──────── TASK INPUTS ────────

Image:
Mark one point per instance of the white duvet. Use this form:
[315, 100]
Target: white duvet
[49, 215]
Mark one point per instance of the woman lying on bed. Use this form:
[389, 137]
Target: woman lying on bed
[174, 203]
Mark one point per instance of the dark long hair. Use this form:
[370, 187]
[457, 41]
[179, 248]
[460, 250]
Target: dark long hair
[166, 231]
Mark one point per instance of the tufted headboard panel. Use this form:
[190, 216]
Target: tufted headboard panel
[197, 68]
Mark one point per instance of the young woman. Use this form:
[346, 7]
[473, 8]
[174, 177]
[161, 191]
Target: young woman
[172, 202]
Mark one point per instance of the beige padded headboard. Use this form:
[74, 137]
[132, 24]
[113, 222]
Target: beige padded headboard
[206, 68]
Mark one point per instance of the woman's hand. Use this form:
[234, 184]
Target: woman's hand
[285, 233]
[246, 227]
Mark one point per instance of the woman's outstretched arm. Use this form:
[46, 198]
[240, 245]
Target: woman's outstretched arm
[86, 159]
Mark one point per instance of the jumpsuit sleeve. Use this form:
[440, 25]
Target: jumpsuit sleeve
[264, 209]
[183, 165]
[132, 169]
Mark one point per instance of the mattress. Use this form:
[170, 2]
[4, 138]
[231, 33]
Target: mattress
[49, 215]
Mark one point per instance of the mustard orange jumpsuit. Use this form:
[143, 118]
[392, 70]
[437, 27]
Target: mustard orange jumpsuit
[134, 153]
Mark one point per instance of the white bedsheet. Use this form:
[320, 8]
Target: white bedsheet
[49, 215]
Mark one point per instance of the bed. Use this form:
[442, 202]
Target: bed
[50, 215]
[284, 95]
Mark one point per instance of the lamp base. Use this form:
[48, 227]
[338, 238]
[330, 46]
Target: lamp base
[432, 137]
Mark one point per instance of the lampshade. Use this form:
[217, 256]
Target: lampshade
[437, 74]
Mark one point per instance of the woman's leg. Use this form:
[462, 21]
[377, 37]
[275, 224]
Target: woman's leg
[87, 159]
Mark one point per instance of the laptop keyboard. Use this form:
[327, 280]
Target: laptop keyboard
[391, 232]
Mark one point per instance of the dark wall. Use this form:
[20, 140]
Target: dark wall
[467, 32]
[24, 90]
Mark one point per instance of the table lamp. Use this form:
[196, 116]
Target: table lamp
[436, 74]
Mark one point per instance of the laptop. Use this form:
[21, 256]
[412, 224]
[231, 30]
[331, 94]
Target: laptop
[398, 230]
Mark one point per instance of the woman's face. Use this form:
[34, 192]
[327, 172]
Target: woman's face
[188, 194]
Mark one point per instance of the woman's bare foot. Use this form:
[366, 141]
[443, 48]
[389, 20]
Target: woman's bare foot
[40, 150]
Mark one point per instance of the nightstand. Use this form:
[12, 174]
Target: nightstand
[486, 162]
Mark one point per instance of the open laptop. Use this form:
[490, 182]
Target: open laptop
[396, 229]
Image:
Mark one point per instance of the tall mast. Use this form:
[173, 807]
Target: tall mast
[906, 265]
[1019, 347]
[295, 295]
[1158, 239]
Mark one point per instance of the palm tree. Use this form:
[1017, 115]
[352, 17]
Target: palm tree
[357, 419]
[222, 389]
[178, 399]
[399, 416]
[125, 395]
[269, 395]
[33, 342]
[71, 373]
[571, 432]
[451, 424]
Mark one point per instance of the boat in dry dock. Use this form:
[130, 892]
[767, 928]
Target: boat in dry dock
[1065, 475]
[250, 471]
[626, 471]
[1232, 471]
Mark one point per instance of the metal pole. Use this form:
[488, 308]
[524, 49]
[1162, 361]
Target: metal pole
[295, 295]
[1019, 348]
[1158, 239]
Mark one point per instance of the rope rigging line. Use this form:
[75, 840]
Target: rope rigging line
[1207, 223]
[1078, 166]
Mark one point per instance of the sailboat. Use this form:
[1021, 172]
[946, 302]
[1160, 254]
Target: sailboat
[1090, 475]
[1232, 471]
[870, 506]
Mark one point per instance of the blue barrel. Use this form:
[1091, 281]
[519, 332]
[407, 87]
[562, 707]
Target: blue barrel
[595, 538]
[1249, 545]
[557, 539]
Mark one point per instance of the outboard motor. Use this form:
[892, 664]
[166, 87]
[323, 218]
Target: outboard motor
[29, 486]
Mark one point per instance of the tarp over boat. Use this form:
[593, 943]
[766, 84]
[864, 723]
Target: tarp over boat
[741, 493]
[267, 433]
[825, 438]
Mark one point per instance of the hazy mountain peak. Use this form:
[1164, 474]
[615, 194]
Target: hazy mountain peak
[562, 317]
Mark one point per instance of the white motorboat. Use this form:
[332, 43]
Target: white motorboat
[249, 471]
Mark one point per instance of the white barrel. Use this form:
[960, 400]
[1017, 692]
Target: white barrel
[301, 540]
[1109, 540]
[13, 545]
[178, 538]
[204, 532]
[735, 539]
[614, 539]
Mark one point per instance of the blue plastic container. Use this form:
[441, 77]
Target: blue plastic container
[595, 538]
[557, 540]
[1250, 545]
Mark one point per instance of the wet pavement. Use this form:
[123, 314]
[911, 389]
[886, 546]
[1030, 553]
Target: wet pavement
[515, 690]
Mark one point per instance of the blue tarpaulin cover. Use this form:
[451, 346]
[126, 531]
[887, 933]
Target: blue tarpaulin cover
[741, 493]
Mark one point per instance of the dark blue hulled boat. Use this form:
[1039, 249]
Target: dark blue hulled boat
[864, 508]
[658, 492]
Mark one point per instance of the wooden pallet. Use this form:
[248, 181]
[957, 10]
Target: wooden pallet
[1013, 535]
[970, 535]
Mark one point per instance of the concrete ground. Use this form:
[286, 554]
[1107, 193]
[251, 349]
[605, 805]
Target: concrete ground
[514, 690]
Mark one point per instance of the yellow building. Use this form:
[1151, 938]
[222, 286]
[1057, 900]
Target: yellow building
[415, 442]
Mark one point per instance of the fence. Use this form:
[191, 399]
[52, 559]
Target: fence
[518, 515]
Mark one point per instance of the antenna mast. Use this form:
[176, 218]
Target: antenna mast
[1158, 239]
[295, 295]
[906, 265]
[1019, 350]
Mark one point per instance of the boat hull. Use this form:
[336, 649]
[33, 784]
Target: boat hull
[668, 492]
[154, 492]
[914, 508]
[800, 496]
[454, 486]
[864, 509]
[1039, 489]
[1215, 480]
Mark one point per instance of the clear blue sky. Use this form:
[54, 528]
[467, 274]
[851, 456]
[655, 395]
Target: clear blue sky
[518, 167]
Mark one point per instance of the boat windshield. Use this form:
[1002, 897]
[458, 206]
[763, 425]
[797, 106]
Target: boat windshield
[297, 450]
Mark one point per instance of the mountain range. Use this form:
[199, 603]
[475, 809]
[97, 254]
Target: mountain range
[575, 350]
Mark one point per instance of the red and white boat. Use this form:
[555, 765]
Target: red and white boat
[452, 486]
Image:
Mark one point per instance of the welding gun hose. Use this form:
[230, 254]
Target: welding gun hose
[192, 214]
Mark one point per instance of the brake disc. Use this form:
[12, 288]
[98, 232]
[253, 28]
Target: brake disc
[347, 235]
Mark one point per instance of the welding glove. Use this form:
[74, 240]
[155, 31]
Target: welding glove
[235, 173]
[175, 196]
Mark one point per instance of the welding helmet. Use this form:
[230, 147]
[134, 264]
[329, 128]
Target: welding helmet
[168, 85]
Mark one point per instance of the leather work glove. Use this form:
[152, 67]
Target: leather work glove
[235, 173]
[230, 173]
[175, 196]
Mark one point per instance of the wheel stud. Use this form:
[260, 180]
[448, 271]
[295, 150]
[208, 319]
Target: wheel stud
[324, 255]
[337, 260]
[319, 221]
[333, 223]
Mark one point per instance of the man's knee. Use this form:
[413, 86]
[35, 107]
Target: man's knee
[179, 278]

────────

Using the data above, transcribe the lines that run from the line with "Mark one point per instance of the dark wall." to the line with "Mark one point per instance of the laptop.", both ends kept, and output nothing else.

Mark one point per instance of the dark wall. Use this form:
[20, 140]
Target: dark wall
[467, 32]
[24, 90]
Mark one point per instance of the table lamp. Use this form:
[196, 116]
Target: table lamp
[436, 74]
Mark one point per instance of the laptop. Use this form:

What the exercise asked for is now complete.